§ **Excerpt to read**
The Maryland Department of Labor (called the Department of Labor, Licensing, and Regulation until 2019) is a government agency in the U.S. state of Maryland. It is headquartered at 1100 North Eutaw Street in Baltimore.

History 
Today's Department of Labor can trace its history to the labor rights movements of the late 19th century. In 1884, the Maryland state government created the Bureau of Statistics and Information to collect information on labor problems and abuses, which were reported annually to the General Assembly. 

In 1902, the Assembly directed the Bureau to begin operating a free employment agency. In 1916, the Bureau was renamed the State Board of Labor and Statistics and given new duties: mediating labor disputes and enforcing laws governing hours of work and the employment of women and minors. Renamed the Department of Labor and Industry in 1945, it continued to gather statistics and run the employment agency, but its focus gradually shifted towards regulating labor conditions, including issuing work certificates to minors.

§ **Material supplied**
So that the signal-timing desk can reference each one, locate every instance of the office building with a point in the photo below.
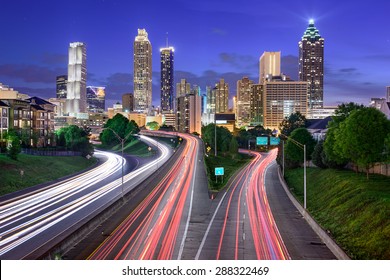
(311, 65)
(128, 102)
(61, 86)
(256, 105)
(96, 99)
(281, 98)
(167, 79)
(142, 72)
(77, 77)
(221, 97)
(189, 107)
(243, 102)
(269, 65)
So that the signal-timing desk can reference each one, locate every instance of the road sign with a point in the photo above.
(219, 171)
(263, 140)
(274, 141)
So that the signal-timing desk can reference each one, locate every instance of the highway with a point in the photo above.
(33, 222)
(242, 225)
(158, 226)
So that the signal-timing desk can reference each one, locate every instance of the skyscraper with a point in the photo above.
(243, 101)
(96, 99)
(269, 65)
(167, 80)
(221, 97)
(76, 99)
(142, 72)
(311, 65)
(61, 85)
(128, 102)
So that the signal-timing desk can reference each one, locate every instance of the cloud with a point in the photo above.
(31, 73)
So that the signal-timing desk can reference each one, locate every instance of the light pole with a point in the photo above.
(303, 146)
(122, 140)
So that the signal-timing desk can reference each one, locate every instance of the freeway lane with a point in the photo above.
(157, 227)
(242, 226)
(31, 224)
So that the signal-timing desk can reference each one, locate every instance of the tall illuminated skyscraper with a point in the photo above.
(142, 72)
(167, 80)
(76, 98)
(311, 65)
(269, 65)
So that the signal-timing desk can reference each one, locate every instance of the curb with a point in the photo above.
(329, 242)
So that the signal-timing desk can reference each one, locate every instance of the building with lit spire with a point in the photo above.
(311, 65)
(142, 72)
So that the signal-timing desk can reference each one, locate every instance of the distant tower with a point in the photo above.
(311, 65)
(221, 97)
(142, 72)
(61, 85)
(167, 79)
(269, 65)
(77, 79)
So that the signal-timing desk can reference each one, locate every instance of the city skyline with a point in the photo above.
(226, 45)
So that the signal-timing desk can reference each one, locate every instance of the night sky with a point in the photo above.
(213, 39)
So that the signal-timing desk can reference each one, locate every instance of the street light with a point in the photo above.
(304, 164)
(122, 140)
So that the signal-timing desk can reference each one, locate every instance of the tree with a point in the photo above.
(361, 137)
(293, 151)
(332, 158)
(318, 155)
(289, 124)
(13, 144)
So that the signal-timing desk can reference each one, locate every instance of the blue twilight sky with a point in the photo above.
(213, 39)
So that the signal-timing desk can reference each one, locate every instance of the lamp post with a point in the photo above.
(122, 141)
(303, 146)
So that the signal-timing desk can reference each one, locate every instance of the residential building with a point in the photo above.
(167, 79)
(269, 65)
(61, 86)
(244, 87)
(311, 65)
(142, 72)
(281, 98)
(96, 97)
(77, 80)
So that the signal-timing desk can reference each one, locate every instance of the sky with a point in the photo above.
(213, 39)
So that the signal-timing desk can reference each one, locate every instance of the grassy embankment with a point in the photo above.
(355, 210)
(36, 170)
(230, 165)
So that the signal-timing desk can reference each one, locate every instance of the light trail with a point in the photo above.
(28, 217)
(151, 230)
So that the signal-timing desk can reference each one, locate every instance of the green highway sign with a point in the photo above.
(219, 171)
(262, 141)
(274, 141)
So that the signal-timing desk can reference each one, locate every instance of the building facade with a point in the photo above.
(142, 72)
(96, 99)
(61, 86)
(269, 65)
(244, 87)
(167, 79)
(128, 102)
(221, 97)
(311, 65)
(281, 98)
(76, 98)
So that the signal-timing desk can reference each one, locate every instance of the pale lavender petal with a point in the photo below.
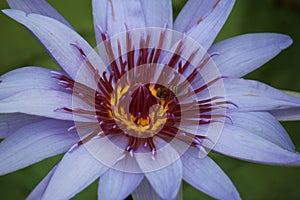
(39, 190)
(289, 114)
(145, 192)
(99, 17)
(56, 38)
(26, 78)
(9, 123)
(77, 169)
(205, 175)
(241, 55)
(166, 181)
(33, 143)
(248, 145)
(251, 95)
(158, 13)
(202, 20)
(41, 7)
(124, 13)
(115, 184)
(264, 125)
(38, 102)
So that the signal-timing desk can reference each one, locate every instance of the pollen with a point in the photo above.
(139, 99)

§ **Written exercise**
From the passage above about the Maryland Department of Labor, copy out word for word the part that begins at the words "In 1902, the" and stops after the words "certificates to minors.".

§ **The response**
In 1902, the Assembly directed the Bureau to begin operating a free employment agency. In 1916, the Bureau was renamed the State Board of Labor and Statistics and given new duties: mediating labor disputes and enforcing laws governing hours of work and the employment of women and minors. Renamed the Department of Labor and Industry in 1945, it continued to gather statistics and run the employment agency, but its focus gradually shifted towards regulating labor conditions, including issuing work certificates to minors.